··· Raw data ···
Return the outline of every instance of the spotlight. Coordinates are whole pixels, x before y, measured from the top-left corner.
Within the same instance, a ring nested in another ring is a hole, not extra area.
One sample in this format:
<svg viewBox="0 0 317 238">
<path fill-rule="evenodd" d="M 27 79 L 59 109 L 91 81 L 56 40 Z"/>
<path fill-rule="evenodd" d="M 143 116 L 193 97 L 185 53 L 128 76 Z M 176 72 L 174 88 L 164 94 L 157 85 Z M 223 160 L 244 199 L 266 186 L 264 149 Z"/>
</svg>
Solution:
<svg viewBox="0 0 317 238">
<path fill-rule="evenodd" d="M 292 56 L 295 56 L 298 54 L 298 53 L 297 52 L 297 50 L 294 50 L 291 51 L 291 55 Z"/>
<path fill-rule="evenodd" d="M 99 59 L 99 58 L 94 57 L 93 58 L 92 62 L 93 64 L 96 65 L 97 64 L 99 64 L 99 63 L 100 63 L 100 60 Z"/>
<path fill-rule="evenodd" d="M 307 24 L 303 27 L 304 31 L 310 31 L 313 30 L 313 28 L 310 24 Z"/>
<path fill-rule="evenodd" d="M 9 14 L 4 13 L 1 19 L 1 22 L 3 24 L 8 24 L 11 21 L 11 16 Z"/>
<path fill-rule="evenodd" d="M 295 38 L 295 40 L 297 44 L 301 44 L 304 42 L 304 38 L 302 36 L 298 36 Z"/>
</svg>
···
··· Raw data ···
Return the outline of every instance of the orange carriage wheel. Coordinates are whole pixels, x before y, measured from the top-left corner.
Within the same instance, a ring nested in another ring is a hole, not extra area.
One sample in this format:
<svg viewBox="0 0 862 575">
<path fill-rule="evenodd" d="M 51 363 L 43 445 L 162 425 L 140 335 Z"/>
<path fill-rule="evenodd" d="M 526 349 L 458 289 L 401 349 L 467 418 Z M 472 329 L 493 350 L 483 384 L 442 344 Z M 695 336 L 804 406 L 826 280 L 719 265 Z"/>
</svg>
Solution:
···
**Work to complete**
Render the lines from the one containing "Return the outline of every instance of the spotlight." through the one containing "79 L 59 109", both included, as a Markdown table with the columns Row and Text, skipping any blank lines.

**Problem solution**
| Row | Text |
|---|---|
| 1 | Return the outline of every instance of the spotlight. Coordinates are whole pixels, x before y, measured from the top-left corner. |
| 2 | Within the same instance, a ring nested in another ring is a hole, not extra area. |
| 3 | One sample in this format: |
| 4 | <svg viewBox="0 0 317 238"> |
| 5 | <path fill-rule="evenodd" d="M 27 79 L 59 109 L 91 81 L 56 40 Z"/> |